— Begin —

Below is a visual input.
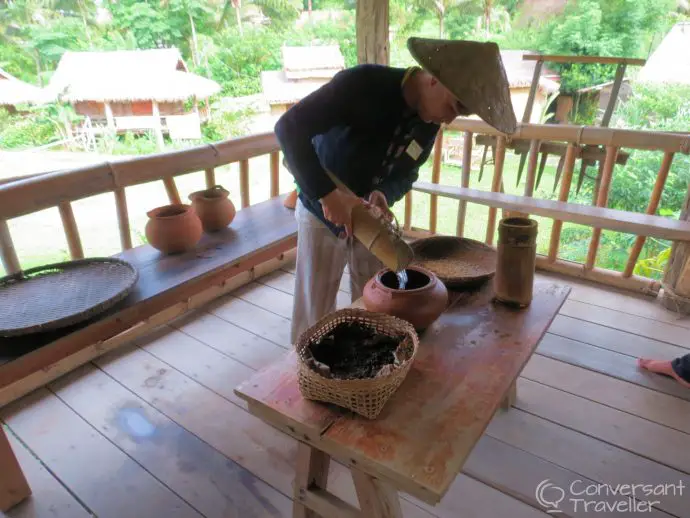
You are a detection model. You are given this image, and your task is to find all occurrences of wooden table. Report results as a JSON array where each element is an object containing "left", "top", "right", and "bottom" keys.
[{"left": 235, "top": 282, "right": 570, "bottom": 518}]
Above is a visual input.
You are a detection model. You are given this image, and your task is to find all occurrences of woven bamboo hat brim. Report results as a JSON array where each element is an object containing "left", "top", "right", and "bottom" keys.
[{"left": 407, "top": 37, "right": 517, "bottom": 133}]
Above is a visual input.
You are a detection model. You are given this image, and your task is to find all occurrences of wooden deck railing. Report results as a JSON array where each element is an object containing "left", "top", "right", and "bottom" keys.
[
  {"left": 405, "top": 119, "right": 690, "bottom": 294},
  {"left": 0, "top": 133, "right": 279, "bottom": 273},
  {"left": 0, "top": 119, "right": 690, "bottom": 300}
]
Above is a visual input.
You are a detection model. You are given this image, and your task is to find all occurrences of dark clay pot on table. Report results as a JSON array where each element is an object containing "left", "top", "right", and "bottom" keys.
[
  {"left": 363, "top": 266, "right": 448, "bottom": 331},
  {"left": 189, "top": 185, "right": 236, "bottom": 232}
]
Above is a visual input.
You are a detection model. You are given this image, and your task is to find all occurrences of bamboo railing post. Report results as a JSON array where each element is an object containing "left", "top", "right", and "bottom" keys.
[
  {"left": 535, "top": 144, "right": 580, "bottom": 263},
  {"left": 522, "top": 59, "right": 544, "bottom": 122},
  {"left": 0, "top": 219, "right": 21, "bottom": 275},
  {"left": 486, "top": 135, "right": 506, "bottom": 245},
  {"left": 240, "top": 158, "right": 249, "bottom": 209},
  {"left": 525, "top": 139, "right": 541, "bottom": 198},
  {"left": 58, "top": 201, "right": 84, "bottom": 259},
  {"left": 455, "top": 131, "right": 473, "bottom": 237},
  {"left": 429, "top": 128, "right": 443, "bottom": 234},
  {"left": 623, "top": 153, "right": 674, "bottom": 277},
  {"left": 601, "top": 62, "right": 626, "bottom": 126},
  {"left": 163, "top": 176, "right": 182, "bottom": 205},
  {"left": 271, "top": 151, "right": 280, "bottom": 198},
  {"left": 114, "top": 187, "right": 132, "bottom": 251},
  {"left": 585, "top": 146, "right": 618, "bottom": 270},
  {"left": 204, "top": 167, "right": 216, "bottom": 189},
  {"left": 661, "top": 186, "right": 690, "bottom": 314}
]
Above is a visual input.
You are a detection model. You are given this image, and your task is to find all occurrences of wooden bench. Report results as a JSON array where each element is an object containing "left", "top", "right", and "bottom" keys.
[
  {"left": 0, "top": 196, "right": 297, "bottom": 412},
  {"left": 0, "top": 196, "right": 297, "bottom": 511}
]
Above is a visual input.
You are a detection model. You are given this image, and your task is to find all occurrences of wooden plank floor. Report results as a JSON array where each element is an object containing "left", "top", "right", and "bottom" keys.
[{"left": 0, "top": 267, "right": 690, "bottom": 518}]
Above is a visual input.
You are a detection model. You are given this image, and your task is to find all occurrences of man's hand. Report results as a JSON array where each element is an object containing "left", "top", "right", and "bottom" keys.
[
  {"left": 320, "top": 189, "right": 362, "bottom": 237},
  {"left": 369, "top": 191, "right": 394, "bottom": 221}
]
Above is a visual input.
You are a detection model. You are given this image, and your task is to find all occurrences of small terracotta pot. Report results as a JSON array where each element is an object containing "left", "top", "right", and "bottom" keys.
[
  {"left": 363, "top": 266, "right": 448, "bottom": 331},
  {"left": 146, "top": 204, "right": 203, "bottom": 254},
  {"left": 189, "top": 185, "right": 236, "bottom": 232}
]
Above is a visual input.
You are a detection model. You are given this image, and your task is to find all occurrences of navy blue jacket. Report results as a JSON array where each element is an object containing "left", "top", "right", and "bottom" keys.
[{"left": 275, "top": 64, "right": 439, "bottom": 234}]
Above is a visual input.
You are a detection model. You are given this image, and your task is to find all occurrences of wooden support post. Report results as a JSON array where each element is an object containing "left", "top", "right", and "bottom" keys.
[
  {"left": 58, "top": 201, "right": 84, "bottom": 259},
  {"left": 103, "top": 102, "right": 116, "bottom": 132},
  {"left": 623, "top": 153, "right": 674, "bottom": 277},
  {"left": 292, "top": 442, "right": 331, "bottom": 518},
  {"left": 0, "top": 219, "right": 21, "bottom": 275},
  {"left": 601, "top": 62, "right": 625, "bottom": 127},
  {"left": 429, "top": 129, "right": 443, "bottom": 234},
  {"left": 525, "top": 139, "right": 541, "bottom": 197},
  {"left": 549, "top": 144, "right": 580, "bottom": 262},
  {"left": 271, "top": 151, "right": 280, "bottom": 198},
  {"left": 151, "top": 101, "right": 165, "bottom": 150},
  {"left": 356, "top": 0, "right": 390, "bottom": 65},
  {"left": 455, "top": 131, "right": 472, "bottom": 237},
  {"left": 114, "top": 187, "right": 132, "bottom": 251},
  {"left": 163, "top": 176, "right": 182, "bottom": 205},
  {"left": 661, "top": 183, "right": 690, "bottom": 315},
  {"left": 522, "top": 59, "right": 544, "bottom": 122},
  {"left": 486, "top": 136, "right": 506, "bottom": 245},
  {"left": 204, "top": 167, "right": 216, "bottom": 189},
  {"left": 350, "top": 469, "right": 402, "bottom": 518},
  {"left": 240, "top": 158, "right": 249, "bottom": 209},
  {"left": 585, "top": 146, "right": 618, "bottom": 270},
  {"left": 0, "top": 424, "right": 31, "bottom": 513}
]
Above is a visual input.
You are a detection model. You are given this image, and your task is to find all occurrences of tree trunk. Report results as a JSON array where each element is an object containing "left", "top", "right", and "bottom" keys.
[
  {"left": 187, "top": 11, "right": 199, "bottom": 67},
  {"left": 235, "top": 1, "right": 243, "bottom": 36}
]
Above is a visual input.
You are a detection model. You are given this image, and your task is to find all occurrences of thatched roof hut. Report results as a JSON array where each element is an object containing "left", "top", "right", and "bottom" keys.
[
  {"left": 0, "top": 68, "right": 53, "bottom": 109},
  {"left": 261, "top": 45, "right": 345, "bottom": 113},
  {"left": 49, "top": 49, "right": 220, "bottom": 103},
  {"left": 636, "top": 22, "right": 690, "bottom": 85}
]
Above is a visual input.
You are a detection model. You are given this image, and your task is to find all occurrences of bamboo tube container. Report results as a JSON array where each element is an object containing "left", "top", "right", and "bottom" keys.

— End —

◆ **Problem**:
Please pick out every line of the data above that contains the string "bamboo" and copy each of those lines in full. Case counts.

◆ **Complete output**:
You are a detection model. You are given this image, and your task is to find all occurrences of woven bamboo hat brim. Report results as a JSON array where each element is an object containing "left", "top", "right", and "bottom" keys.
You are a detection model. You are given this image, and your task is to find all occurrences of bamboo railing post. Report results as a JSON array where each element is an object containing "left", "top", "right", and "bottom" keys.
You are a detection model. You are given this image, and your task is to find all occurrences of bamboo tube container. Report results as a JSON array where each element is an object containing "left", "top", "right", and "bottom" keys.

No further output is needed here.